Description of the task: Go through the entries one line at a time, and gather every line that has the word "below".

==============================

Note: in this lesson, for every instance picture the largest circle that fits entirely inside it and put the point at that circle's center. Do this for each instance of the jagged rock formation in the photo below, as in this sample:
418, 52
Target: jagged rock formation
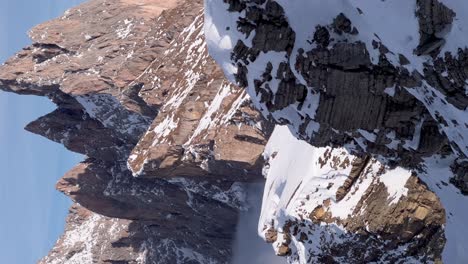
168, 141
369, 167
377, 89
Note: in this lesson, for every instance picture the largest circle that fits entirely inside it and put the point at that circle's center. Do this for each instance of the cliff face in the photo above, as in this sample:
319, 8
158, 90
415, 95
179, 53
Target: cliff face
367, 162
371, 165
168, 140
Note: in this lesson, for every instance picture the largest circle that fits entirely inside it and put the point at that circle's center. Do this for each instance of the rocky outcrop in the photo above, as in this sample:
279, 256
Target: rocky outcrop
372, 99
168, 141
367, 162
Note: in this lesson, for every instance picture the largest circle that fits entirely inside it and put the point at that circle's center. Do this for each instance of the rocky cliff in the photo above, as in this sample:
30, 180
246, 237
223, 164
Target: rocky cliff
168, 141
370, 164
366, 164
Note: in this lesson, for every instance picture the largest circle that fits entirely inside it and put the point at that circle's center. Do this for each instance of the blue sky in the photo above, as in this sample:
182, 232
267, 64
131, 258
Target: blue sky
32, 211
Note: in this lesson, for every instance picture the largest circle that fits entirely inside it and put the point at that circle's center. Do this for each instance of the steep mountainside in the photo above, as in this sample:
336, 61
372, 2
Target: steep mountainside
372, 164
168, 140
353, 110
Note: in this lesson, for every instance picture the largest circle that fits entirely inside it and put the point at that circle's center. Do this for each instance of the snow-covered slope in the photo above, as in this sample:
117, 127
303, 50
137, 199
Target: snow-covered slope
373, 94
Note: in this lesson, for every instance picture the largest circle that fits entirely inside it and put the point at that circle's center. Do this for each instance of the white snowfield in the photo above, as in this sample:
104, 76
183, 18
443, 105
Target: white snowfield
293, 171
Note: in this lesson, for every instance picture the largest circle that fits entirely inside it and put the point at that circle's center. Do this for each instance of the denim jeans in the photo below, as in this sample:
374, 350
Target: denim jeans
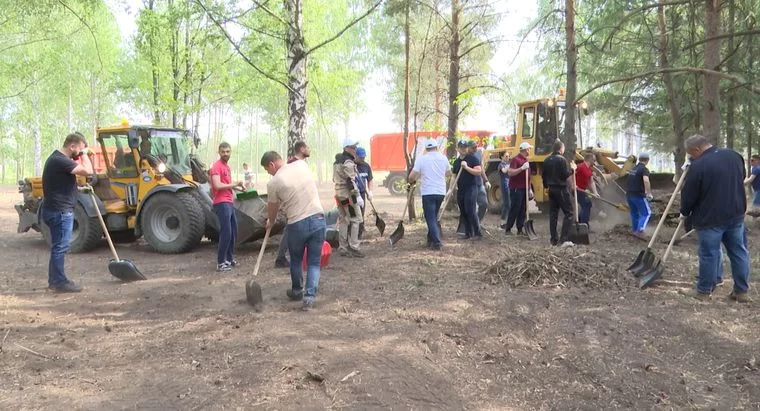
60, 223
308, 234
431, 204
227, 232
467, 200
640, 212
505, 201
584, 207
733, 237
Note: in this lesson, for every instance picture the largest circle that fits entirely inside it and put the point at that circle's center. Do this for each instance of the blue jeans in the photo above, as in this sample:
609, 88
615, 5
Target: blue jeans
505, 201
467, 200
308, 234
584, 207
640, 212
61, 223
733, 237
431, 204
227, 232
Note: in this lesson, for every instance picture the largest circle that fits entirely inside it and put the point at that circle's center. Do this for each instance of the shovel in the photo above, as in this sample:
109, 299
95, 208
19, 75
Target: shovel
124, 270
619, 206
528, 226
579, 231
646, 259
252, 288
379, 222
650, 276
398, 233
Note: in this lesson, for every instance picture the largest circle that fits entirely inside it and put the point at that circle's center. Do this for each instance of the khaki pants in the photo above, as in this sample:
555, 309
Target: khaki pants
349, 219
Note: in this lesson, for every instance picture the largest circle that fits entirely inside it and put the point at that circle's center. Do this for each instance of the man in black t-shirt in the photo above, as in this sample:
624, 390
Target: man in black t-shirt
59, 186
467, 190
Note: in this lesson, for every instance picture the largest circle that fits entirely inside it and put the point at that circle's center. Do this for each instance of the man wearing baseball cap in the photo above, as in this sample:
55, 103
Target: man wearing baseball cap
517, 188
348, 199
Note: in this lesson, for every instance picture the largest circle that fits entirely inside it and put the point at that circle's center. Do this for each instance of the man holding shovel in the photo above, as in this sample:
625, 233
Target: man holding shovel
713, 195
517, 188
432, 168
293, 189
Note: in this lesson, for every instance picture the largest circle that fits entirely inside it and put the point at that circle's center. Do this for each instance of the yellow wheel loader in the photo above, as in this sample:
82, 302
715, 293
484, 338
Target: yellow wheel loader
540, 122
148, 184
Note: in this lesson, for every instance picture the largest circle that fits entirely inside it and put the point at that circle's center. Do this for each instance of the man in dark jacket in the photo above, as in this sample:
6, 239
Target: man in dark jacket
713, 196
558, 178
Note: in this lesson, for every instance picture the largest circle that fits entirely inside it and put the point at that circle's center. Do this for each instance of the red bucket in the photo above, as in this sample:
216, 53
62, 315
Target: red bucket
324, 258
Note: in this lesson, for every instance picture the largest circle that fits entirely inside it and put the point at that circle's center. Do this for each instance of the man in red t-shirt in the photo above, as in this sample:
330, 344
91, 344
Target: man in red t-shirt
221, 190
517, 188
584, 180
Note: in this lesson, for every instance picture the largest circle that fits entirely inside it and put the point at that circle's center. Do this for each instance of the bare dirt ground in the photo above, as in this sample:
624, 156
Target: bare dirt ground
400, 329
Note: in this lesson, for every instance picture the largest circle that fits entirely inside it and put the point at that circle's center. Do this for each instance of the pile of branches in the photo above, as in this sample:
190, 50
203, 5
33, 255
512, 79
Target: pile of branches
554, 268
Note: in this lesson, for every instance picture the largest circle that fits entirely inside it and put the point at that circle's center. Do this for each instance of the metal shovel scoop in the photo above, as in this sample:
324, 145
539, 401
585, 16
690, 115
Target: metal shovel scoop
124, 270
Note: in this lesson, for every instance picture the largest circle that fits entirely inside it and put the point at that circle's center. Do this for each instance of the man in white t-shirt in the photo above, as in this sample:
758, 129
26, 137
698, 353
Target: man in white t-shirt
293, 189
431, 169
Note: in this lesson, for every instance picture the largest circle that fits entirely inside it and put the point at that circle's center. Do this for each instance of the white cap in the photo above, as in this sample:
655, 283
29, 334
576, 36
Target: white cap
350, 141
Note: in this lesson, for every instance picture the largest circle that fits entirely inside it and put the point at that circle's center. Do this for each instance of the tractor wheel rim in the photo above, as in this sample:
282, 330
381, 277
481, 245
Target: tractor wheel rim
165, 224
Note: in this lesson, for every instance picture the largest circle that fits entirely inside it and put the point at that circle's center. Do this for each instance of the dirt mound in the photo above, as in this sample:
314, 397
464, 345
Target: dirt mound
556, 268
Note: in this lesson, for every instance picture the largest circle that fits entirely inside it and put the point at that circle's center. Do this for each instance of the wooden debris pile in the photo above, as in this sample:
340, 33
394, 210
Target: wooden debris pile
555, 268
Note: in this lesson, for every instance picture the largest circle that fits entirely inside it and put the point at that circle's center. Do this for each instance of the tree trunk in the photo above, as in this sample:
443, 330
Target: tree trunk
456, 10
572, 58
674, 99
711, 84
731, 106
297, 82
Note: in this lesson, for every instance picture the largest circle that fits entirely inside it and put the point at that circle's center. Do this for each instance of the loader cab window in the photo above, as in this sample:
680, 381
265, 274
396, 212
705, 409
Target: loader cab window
119, 158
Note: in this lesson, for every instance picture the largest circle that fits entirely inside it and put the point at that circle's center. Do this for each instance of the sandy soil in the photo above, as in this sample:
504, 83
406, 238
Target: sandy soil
403, 328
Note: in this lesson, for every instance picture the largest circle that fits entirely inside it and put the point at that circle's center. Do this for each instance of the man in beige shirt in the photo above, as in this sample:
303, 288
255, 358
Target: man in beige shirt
293, 189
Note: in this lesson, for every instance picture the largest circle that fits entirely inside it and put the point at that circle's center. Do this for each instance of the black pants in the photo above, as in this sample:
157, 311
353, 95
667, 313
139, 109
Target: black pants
516, 209
559, 198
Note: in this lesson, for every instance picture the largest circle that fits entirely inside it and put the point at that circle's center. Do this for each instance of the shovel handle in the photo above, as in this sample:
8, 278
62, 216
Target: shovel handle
667, 207
103, 226
261, 252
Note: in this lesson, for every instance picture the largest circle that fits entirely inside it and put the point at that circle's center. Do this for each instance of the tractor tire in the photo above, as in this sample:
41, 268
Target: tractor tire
85, 235
172, 223
494, 194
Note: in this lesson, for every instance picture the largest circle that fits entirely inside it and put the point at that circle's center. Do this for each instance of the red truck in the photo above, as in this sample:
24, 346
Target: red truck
387, 153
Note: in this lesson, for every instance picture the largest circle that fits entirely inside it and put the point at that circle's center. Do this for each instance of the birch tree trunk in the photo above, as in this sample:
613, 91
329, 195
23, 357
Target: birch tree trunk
297, 81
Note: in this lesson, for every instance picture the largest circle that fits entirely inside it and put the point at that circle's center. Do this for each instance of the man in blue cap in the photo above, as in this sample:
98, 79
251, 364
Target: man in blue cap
363, 182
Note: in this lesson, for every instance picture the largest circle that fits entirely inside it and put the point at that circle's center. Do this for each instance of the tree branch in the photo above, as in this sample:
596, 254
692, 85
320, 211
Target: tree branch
348, 26
240, 52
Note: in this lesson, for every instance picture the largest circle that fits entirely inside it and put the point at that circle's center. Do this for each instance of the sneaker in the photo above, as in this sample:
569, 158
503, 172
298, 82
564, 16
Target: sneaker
293, 295
739, 297
281, 263
67, 287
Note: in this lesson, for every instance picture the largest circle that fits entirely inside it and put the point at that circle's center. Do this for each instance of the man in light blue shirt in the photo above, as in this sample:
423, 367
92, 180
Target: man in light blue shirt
431, 169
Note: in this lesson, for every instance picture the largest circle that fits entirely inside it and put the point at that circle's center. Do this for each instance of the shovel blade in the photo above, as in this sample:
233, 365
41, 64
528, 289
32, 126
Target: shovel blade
397, 234
530, 231
253, 293
579, 234
649, 277
125, 271
380, 224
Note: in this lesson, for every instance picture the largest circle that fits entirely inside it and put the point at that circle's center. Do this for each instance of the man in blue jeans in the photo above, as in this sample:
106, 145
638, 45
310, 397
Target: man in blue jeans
713, 196
431, 168
59, 185
639, 194
293, 189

==============================

Task solution:
Note: in this lesson, for every instance picture the largest circle that fits entirely inside it and put the point at that circle's center. Do this for each instance of the jagged rock formation in the photo below, as in this sample:
Note: in this lesson, for every instance picture the largest circle that fits entirely inside it and put the point at that circle's center. Do this for each instance of the denim jeans in the photo below, as in this sample:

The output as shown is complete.